─── Supplied passage ───

A Graphical User Interface (GUI) for a Unified Approach for Continuous-Time Compensator Design

Abstract

As an alternative to the numerous distinct controller design algorithms in classical control textbooks, a simple unified design approach, which is independent of the form of the linear system information, was developed in previous work for all standard classical compensators. This approach is based on a simple root locus design procedure for a proportional-derivative (PD) compensator. From this procedure, design procedures for unified notation lead, proportional-integral (PI), proportional-integral–derivative (PID), and PI-lead compensator were developed. With this proposed approach, students can concentrate on the larger control system design issues, such as compensator selection and closed-loop performance, rather than the intricacies of a particular design procedure.

Once students learn the unified design process discussed above, it is important that they get an opportunity to apply it to design and laboratory projects. Most real life examples require design iterations. The Graphical User Interface (GUI) developed in this paper not only makes this feasible, but also makes this an excellent learning opportunity. The authors have implemented the unified compensator design procedure as a GUI in MATLAB. The GUI presents the user with both root locus and Bode information. Either domain can be used for design. The effect of the design on both domains can be seen instantaneously. The GUI also provides the user with the closed-loop step and Bode response as well. Design specifications in the time and frequency domain are easily verified.

───

## Actions to take
1. Write out the stretch of the compensator-design abstract from "Once students learn" through "are easily verified.".
2. Based on the compensator-design abstract, state whether each statement agrees with it: (a) the GUI was built in MATLAB; (b) the GUI allows design only in the root locus domain; (c) the unified approach rests on a root locus design procedure for a PI compensator.
3. Carry on the compensator-design abstract, starting after its last sentence.

─── Dataset section ───

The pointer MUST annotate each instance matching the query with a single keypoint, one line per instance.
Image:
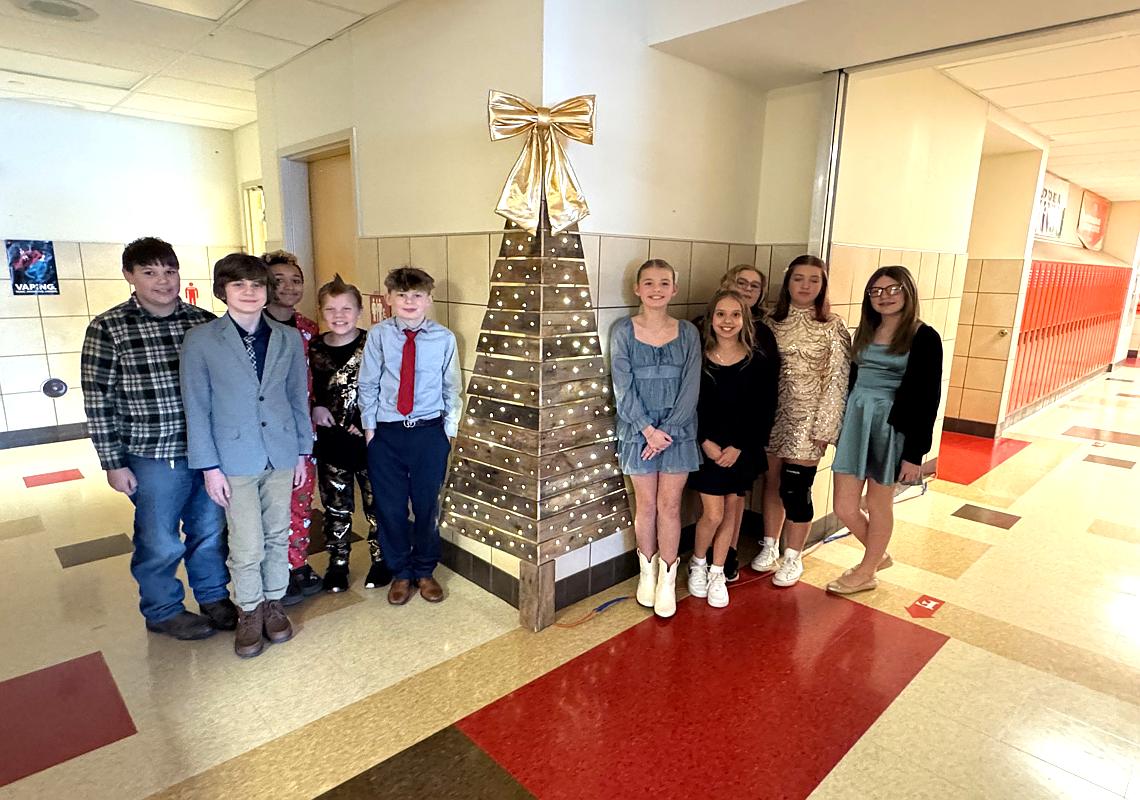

───

## Exercise responses
1.
Once students learn the unified design process discussed above, it is important that they get an opportunity to apply it to design and laboratory projects. Most real life examples require design iterations. The Graphical User Interface (GUI) developed in this paper not only makes this feasible, but also makes this an excellent learning opportunity. The authors have implemented the unified compensator design procedure as a GUI in MATLAB. The GUI presents the user with both root locus and Bode information. Either domain can be used for design. The effect of the design on both domains can be seen instantaneously. The GUI also provides the user with the closed-loop step and Bode response as well. Design specifications in the time and frequency domain are easily verified.

2.
(a) Yes: "The authors have implemented the unified compensator design procedure as a GUI in MATLAB."
(b) No: "Either domain can be used for design."
(c) No: "This approach is based on a simple root locus design procedure for a proportional-derivative (PD) compensator."

3.
Introduction

In controls education today, there seems to be gap between the theory taught in the typical undergraduate classroom and the skills required for practical application of control systems. One obvious reason for this is the lack of undergraduate control system laboratories. The control systems community has recognized this need.1,2 In many departments around the world, undergraduate control system laboratories are being developed.3,4 A less obvious reason for this gap is the “cookbook” approach to compensator design found in typical classical control textbooks.5,6,7 For example, a quick comparison reveals significant differences in the procedures for root locus lead design and root locus Proportional-Integral (PI) design. Even more importantly, there are significant differences in the procedures for lead compensator design using root locus techniques and Bode techniques. Furthermore, for even simple systems, these design procedures may yield poor results.8 Therefore, students end up concentrating on the different “recipes” that may or may not yield satisfactory results, and, consequently, tend to miss the “big picture”.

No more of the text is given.